Do this: Edit the material from the line containing "Keypoint placement: for each instance of the sky, put" through the end, replacing "thickest" with "widest" and leaving everything else unchanged.

Records provided:

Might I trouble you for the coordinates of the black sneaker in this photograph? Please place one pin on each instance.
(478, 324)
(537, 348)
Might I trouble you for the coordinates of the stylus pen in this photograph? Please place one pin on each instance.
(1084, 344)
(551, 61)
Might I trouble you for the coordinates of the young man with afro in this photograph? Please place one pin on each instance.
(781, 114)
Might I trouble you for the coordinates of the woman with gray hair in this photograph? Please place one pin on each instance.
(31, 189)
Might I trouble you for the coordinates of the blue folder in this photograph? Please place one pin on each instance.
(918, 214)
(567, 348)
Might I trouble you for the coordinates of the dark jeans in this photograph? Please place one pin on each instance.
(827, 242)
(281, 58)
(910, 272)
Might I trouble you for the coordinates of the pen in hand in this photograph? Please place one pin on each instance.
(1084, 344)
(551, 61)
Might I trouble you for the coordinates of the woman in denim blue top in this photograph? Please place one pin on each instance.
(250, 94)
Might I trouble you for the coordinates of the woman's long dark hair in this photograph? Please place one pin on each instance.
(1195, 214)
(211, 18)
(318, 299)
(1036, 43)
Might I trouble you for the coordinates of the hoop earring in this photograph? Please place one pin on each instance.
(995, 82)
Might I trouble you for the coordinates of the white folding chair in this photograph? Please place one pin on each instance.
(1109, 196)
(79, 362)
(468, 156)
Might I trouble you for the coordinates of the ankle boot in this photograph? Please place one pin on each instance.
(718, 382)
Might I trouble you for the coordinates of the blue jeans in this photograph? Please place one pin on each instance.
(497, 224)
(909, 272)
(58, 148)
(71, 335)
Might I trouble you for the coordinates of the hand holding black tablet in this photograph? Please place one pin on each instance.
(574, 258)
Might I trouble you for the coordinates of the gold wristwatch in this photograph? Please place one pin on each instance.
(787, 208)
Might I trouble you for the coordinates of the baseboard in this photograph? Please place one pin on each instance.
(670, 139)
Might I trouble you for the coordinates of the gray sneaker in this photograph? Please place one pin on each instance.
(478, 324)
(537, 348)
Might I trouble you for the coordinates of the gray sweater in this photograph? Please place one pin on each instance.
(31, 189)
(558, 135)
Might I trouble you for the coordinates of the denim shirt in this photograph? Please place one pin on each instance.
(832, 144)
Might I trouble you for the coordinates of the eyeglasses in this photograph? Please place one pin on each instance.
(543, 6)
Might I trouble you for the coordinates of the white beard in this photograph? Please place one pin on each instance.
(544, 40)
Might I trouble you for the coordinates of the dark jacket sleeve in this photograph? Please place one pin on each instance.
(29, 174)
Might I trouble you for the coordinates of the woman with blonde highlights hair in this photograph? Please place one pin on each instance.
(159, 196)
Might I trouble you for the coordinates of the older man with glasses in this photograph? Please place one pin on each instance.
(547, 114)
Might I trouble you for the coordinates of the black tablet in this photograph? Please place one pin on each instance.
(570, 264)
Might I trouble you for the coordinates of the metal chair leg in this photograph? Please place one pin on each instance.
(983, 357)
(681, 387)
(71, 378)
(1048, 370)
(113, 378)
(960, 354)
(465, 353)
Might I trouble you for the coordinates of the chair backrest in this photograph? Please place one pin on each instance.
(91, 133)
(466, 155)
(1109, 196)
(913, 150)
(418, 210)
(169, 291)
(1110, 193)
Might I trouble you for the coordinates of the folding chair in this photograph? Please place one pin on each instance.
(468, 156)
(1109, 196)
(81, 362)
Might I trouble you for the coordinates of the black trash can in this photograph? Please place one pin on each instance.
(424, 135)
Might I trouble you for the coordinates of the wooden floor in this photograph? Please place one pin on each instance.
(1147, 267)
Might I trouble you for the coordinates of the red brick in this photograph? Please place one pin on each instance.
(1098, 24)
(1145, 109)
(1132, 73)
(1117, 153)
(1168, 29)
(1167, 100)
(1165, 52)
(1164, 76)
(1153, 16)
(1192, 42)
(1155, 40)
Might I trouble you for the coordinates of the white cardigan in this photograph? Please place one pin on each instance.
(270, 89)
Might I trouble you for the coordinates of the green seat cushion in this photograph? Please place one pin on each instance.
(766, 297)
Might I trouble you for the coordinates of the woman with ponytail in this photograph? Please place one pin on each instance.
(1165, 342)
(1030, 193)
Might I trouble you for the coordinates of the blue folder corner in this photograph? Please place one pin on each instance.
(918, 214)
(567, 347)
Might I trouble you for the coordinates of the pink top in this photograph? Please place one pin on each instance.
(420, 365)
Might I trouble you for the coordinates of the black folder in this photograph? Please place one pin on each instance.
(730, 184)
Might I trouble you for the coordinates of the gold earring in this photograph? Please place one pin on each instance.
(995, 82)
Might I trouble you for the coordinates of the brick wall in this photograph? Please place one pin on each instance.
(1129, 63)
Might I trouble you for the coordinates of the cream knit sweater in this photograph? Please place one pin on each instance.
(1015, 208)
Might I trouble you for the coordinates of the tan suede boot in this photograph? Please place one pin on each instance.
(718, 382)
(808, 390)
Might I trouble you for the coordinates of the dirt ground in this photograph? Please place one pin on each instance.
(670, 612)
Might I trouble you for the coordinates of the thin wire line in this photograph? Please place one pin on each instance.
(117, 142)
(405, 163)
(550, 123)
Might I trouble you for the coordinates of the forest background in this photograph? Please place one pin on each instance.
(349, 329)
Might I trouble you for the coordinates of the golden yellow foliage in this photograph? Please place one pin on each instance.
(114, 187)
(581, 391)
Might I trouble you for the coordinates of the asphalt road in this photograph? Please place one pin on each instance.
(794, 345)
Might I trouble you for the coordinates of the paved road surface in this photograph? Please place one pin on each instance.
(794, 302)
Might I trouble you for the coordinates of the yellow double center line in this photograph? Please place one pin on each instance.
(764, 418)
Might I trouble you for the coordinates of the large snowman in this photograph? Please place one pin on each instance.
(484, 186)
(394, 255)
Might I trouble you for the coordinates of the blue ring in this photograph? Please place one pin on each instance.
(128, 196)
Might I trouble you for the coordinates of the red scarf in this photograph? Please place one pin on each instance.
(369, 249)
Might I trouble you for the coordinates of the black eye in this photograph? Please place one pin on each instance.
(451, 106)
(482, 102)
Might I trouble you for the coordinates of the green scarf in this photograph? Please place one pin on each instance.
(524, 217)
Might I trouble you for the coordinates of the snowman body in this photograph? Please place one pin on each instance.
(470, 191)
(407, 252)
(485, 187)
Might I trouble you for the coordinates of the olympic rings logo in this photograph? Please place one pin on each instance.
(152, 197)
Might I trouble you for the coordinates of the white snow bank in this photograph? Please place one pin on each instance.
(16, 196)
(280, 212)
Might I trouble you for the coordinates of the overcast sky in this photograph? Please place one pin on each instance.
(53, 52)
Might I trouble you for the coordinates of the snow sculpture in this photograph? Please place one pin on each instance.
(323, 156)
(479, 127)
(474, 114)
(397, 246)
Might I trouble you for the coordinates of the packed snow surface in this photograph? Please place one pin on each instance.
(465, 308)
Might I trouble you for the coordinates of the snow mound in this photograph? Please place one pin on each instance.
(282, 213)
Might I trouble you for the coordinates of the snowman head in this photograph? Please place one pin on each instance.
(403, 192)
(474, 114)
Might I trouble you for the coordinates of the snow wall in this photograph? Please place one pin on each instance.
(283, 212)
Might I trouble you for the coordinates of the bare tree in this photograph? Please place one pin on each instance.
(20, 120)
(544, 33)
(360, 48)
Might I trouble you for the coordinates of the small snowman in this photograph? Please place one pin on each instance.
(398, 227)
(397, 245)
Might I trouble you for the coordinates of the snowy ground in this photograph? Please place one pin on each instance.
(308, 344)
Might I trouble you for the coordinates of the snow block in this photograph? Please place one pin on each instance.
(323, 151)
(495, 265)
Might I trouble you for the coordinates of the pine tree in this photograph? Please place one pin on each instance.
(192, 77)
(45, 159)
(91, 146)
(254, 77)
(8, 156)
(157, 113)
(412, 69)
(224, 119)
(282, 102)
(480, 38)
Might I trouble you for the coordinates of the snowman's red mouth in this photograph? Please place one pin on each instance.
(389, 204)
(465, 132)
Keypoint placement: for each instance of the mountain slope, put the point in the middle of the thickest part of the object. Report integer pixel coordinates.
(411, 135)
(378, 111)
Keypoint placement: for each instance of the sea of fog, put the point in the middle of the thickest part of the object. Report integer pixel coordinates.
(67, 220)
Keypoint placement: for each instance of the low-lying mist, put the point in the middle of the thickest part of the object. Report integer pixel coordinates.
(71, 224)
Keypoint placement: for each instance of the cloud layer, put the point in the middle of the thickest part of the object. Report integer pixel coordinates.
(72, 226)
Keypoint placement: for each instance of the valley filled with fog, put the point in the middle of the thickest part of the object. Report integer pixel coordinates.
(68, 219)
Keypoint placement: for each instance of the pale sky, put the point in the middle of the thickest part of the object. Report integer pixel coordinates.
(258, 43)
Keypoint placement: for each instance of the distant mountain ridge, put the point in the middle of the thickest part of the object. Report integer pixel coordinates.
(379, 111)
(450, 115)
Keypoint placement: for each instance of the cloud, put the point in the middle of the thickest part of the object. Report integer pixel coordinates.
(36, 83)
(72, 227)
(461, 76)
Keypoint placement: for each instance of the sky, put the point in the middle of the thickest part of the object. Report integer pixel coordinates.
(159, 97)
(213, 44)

The solution:
Keypoint placement: for each instance of the sky, put the point in the middle of the widest part of the object. Report integer pixel coordinates.
(159, 97)
(213, 44)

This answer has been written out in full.